Text block:
On July 9, 1984, I, Detective J. Stamper, of the Harris County Sheriff’s Department, Narcotics Division, received information from Detective J. Sexton, who is employed with the Montgomery County Sheriff’s Department, Organized Crime Unit that SERGIO CASANOVA, Mexican Male, approximately 28 years of age, approximately 5' 10" tall, 165 lbs., short brown hair, brown eyes, was in possession of a quantity of cocaine at his residence located at 18531 Andalusian Dr., Harris County, Texas.
Upon talking to Detective Sexton he stated to me that his confidential source had been in the residence within the past twenty-four hours and while in the residence he observed in the possession of the afore-mentioned SERGIO CASANOVA a quantity of white powdery substance which SERGIO CASANOVA stated to the source was cocaine that he was going to sell. Detective Sexton further advised this Detective that the confidential source advised him that he had seen cocaine on numerous occasions in the past and does believe that the white powdery substance shown to him by SERGIO CASANOVA was cocaine. The confidential source also stated that he had seen person or persons unknown to him purchasing cocaine in the afore-mentioned residence on several occasions.

Extracted information:

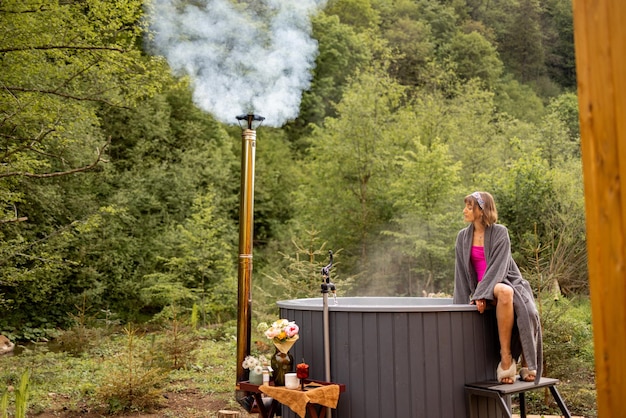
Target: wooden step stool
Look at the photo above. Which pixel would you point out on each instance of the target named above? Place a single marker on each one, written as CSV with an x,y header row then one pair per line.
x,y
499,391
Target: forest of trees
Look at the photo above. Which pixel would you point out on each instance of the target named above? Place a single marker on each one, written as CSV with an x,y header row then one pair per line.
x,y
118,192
==
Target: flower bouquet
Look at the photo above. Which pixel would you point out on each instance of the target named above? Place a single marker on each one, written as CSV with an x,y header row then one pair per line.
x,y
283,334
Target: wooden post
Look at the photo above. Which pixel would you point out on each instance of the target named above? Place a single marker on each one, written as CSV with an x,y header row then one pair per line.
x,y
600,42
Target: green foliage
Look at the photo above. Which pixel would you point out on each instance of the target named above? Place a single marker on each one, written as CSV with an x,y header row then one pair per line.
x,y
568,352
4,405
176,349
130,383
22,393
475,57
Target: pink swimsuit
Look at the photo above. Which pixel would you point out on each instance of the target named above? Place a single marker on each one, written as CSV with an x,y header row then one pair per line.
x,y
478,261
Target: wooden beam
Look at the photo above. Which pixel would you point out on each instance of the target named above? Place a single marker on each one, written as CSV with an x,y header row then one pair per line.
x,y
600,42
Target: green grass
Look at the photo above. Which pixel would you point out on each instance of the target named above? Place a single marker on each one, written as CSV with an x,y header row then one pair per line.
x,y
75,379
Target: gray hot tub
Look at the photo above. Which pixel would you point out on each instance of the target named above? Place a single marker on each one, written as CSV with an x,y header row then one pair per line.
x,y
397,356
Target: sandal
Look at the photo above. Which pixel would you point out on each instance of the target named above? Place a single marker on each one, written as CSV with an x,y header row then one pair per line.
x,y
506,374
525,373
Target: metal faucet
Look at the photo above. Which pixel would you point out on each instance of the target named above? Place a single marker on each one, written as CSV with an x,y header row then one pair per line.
==
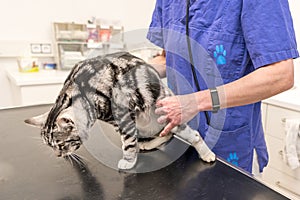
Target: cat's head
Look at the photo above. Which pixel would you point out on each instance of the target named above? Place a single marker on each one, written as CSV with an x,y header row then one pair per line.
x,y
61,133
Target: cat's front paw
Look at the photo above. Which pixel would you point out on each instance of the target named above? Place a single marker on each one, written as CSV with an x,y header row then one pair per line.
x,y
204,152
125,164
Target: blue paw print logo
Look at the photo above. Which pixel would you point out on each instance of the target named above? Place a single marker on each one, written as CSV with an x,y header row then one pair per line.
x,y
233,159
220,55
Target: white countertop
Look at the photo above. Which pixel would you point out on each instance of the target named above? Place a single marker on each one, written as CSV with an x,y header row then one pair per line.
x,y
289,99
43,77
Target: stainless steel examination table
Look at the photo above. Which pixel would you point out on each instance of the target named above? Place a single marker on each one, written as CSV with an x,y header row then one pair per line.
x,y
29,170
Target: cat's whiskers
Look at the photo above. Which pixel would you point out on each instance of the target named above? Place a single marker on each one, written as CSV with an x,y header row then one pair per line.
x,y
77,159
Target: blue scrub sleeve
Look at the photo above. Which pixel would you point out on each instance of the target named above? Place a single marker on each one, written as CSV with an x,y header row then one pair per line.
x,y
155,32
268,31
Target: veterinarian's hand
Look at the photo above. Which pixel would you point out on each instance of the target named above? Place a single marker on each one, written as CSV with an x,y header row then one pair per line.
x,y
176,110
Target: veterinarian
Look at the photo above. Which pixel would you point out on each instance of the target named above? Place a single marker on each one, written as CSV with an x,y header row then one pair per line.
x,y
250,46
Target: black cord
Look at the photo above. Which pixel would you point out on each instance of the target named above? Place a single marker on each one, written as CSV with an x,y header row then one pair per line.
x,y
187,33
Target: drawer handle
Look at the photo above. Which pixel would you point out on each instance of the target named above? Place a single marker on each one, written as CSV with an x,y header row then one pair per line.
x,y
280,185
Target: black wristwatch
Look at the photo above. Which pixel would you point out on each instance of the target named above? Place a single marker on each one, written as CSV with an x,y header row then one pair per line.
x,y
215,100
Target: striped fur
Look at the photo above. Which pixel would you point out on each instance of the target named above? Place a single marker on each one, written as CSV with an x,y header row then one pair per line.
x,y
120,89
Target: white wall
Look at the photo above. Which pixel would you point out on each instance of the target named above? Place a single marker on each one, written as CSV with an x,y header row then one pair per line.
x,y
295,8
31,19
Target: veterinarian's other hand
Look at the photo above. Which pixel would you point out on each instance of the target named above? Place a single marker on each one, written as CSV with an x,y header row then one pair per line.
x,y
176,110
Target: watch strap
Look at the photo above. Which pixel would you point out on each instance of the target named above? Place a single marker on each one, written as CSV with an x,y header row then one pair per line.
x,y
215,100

What you need to do:
A – Write out the passage of the narcotics report that begins with the words containing "Upon talking to" and ends with "on several occasions.".
B – Find every line of the records that contains the word "wooden", and copy each of those lines.
The narcotics report and the records come from unrelated sources.

Full solutions:
A –
Upon talking to Detective Sexton he stated to me that his confidential source had been in the residence within the past twenty-four hours and while in the residence he observed in the possession of the afore-mentioned SERGIO CASANOVA a quantity of white powdery substance which SERGIO CASANOVA stated to the source was cocaine that he was going to sell. Detective Sexton further advised this Detective that the confidential source advised him that he had seen cocaine on numerous occasions in the past and does believe that the white powdery substance shown to him by SERGIO CASANOVA was cocaine. The confidential source also stated that he had seen person or persons unknown to him purchasing cocaine in the afore-mentioned residence on several occasions.

B –
Target: wooden step stool
Target: wooden post
Target: wooden beam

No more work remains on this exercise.